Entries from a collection
* * * * * * * * *

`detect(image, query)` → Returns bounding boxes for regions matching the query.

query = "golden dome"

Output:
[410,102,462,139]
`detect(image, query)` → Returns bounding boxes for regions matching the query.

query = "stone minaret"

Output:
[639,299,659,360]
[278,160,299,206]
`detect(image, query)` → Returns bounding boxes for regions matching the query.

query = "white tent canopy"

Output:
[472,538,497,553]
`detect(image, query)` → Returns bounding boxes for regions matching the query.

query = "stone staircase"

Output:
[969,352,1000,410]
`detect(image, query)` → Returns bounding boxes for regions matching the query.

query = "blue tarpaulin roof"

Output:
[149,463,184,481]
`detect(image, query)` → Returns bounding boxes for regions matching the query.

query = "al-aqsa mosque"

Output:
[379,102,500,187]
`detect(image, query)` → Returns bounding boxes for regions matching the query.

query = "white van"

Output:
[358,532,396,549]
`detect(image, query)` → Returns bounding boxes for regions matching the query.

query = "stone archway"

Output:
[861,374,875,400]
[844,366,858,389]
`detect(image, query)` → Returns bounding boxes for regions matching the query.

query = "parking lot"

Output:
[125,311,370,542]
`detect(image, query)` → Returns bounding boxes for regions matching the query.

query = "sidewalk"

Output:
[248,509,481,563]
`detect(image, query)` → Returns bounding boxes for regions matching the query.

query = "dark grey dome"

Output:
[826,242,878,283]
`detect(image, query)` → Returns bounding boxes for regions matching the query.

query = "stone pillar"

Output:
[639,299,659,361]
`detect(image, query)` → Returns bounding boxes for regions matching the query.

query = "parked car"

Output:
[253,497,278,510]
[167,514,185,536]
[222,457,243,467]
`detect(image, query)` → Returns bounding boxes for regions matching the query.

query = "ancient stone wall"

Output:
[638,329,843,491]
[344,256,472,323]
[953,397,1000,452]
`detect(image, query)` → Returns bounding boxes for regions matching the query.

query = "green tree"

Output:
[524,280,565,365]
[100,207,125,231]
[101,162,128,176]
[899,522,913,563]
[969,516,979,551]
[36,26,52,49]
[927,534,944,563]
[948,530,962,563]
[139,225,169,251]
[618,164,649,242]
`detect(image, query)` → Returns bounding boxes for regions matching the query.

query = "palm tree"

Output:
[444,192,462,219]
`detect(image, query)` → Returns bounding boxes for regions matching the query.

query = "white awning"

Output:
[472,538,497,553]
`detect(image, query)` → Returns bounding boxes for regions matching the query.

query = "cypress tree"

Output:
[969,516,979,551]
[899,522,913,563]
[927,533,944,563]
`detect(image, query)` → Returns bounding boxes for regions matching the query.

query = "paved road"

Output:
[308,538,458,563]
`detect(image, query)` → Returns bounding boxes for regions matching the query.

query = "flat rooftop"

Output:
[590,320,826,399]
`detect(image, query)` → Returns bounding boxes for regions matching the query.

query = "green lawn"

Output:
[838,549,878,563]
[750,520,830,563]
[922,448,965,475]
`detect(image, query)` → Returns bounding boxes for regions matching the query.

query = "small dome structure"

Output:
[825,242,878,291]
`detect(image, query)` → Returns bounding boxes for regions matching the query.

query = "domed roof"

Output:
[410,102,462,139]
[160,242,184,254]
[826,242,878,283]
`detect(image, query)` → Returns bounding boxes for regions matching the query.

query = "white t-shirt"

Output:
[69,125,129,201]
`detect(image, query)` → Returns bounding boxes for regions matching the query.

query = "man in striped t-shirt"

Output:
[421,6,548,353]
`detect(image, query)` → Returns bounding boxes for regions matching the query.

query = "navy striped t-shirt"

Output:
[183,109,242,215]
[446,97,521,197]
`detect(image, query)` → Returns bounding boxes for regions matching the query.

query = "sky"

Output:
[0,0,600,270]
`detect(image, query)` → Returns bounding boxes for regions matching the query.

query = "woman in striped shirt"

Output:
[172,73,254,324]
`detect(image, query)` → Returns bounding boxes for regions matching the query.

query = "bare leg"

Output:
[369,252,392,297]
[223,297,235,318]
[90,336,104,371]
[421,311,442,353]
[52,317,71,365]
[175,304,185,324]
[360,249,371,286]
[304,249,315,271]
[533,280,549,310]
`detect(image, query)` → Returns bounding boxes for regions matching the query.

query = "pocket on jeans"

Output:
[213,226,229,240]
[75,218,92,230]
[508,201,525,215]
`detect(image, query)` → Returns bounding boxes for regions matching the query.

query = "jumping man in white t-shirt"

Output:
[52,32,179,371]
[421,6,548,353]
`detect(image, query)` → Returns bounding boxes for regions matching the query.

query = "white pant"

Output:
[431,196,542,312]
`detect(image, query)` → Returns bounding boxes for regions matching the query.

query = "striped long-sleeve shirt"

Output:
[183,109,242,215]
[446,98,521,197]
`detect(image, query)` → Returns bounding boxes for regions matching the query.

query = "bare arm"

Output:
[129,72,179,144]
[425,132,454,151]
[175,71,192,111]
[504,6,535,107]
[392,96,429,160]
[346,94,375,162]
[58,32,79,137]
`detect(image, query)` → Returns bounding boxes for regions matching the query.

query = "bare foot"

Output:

* * * * * * * * *

» What to work on
Put these lines into a Markdown table with a column named n for the row number and a column named Line for the line itself, skipping blank lines.

» Solution to this problem
| n | Line |
|---|---|
| 1 | `detect(image, query)` → Returns bounding boxes for regions matching the query. |
| 2 | query = "golden dome" |
| 3 | Output: |
| 4 | [410,102,462,139] |
| 5 | `detect(image, query)` → Returns bounding boxes for regions matching the query. |
| 6 | query = "stone minaret" |
| 7 | Output: |
| 8 | [639,299,659,360] |
| 9 | [278,160,299,206] |
| 10 | `detect(image, query)` → Returns bounding boxes for regions matching the query. |
| 11 | query = "white tent canopy" |
| 12 | Output: |
| 13 | [472,538,497,553] |
| 14 | `detect(image, query)` → Returns bounding boxes for regions matching the query. |
| 15 | query = "stone staircase" |
| 16 | Output: |
| 17 | [969,352,1000,410] |
| 18 | `detect(image, query)` → Returns bounding boxes for regions matching the query. |
| 19 | query = "blue tarpaulin roof" |
| 20 | Output: |
| 21 | [149,463,184,481] |
| 22 | `detect(image, query)` → Returns bounding boxes for regions matching the query. |
| 23 | query = "al-aqsa mosque" |
| 24 | Output: |
| 25 | [379,102,500,187] |
| 26 | `detect(image, query)` → Returns bounding boxes for regions matching the query. |
| 27 | query = "white van" |
| 28 | Output: |
| 29 | [358,532,396,549] |
| 30 | `detect(image, query)` → Returns bounding boxes for regions matching the query. |
| 31 | query = "stone archway" |
| 32 | Output: |
| 33 | [861,374,875,400] |
| 34 | [844,366,858,389] |
| 35 | `detect(image, query)` → Returns bounding boxes for regions matching the query. |
| 36 | query = "parking lot" |
| 37 | Output: |
| 38 | [125,311,370,542] |
| 39 | `detect(image, query)` → Returns bounding boxes for regions matching the query. |
| 40 | query = "sidewalk" |
| 41 | Output: |
| 42 | [248,509,481,563] |
| 43 | `detect(image, query)` → Returns bounding boxes for regions matching the query. |
| 44 | query = "dark grey dome" |
| 45 | Output: |
| 46 | [826,242,878,283] |
| 47 | `detect(image, query)` → Returns bounding boxes for regions matching the query. |
| 48 | query = "stone pillar" |
| 49 | Output: |
| 50 | [639,299,659,361] |
| 51 | `detect(image, query)` → Returns bounding boxes for regions matching the query. |
| 52 | query = "parked car" |
| 53 | Output: |
| 54 | [253,497,278,510] |
| 55 | [167,514,185,536] |
| 56 | [222,457,243,467] |
| 57 | `detect(image, query)` → Returns bounding boxes for regions matching the query. |
| 58 | query = "ancient stone wall" |
| 59 | Output: |
| 60 | [638,329,843,491] |
| 61 | [344,256,472,323] |
| 62 | [953,397,1000,452] |
| 63 | `detect(image, query)` → Returns bounding boxes for regions matching the query. |
| 64 | query = "green tree" |
| 65 | Output: |
| 66 | [524,280,565,365] |
| 67 | [100,207,125,231] |
| 68 | [101,162,128,176] |
| 69 | [899,522,913,563] |
| 70 | [969,516,979,551] |
| 71 | [36,26,52,49] |
| 72 | [927,534,944,563] |
| 73 | [948,530,962,563] |
| 74 | [139,225,169,251] |
| 75 | [618,164,649,242] |
| 76 | `detect(image, query)` → Returns bounding boxes for regions matching the query. |
| 77 | query = "palm tree" |
| 78 | Output: |
| 79 | [444,192,462,219] |
| 80 | `detect(image, query)` → Returns bounding boxes for regions matching the query. |
| 81 | query = "white awning" |
| 82 | Output: |
| 83 | [472,538,497,553] |
| 84 | `detect(image, query)` → Returns bounding boxes for regions matching the query. |
| 85 | query = "cypress tree" |
| 86 | Output: |
| 87 | [969,516,979,551] |
| 88 | [899,522,913,563] |
| 89 | [927,533,944,563] |
| 90 | `detect(image, query)` → Returns bounding boxes for regions matching the query. |
| 91 | query = "paved road" |
| 92 | Output: |
| 93 | [308,538,458,563] |
| 94 | `detect(image, query)` → Returns bounding boxes for regions matching the query. |
| 95 | query = "flat rooftop" |
| 96 | Output: |
| 97 | [590,320,826,399] |
| 98 | `detect(image, query)` → Returns bounding boxes for regions matching the query. |
| 99 | query = "green lawn" |
| 100 | Output: |
| 101 | [838,549,878,563] |
| 102 | [750,520,830,563] |
| 103 | [922,448,965,475] |
| 104 | `detect(image, query)` → Returns bounding boxes for regions matching the query. |
| 105 | query = "small dome structure" |
| 106 | Output: |
| 107 | [825,242,878,291] |
| 108 | `detect(image, query)` → Returns bounding boxes for regions matching the query. |
| 109 | query = "domed roof" |
| 110 | Output: |
| 111 | [410,102,462,139] |
| 112 | [160,242,184,254] |
| 113 | [826,242,878,283] |
| 114 | `detect(image, query)` → Returns bounding boxes for regions matching the query. |
| 115 | query = "white t-shirt" |
| 116 | Output: |
| 117 | [69,125,129,201] |
| 118 | `detect(image, query)` → Returns bounding boxes for regions matching the query. |
| 119 | query = "man in striped t-shirt" |
| 120 | Output: |
| 121 | [421,6,548,353] |
| 122 | `detect(image, query)` → Returns bounding boxes for regions matching the query. |
| 123 | query = "navy striped t-shirt" |
| 124 | Output: |
| 125 | [183,109,242,215] |
| 126 | [446,97,521,197] |
| 127 | `detect(image, query)` → Returns bounding boxes for regions matching the query. |
| 128 | query = "sky" |
| 129 | Output: |
| 130 | [0,0,600,270] |
| 131 | `detect(image, query)` → Returns bounding boxes for regions matching the query. |
| 132 | query = "woman in striped shirt" |
| 133 | Output: |
| 134 | [172,73,254,324] |
| 135 | `detect(image, query)` → Returns bounding boxes for regions matching the query. |
| 136 | query = "bare leg" |
| 137 | Output: |
| 138 | [369,252,392,297] |
| 139 | [223,297,235,318] |
| 140 | [90,336,104,371] |
| 141 | [421,311,442,353] |
| 142 | [52,317,71,365] |
| 143 | [175,304,185,324] |
| 144 | [360,249,371,286] |
| 145 | [304,249,315,271] |
| 146 | [533,280,549,310] |
| 147 | `detect(image, query)` → Returns bounding boxes for regions matching the query. |
| 148 | query = "pocket on jeans" |
| 149 | Output: |
| 150 | [213,226,229,240] |
| 151 | [75,218,92,230] |
| 152 | [508,201,525,215] |
| 153 | `detect(image, query)` → Returns bounding boxes for regions matching the query. |
| 154 | query = "jumping man in white t-shirt" |
| 155 | Output: |
| 156 | [52,32,179,371] |
| 157 | [421,6,548,353] |
| 158 | `detect(image, query)` → Returns bounding boxes for regions matching the query. |
| 159 | query = "white pant" |
| 160 | Output: |
| 161 | [431,196,542,312] |
| 162 | `detect(image, query)` → Returns bounding boxes for regions matching the query. |
| 163 | query = "striped long-sleeve shirt" |
| 164 | Output: |
| 165 | [183,109,242,215] |
| 166 | [446,98,521,197] |
| 167 | `detect(image, query)` → Returns bounding boxes for regions matching the query. |
| 168 | query = "bare arm" |
| 169 | Output: |
| 170 | [129,72,179,144] |
| 171 | [425,132,454,151] |
| 172 | [175,71,192,111] |
| 173 | [504,6,535,107] |
| 174 | [392,96,429,160] |
| 175 | [346,94,375,162] |
| 176 | [58,32,79,137] |
| 177 | `detect(image, query)` → Returns bounding boxes for regions matching the query. |
| 178 | query = "bare foot" |
| 179 | Output: |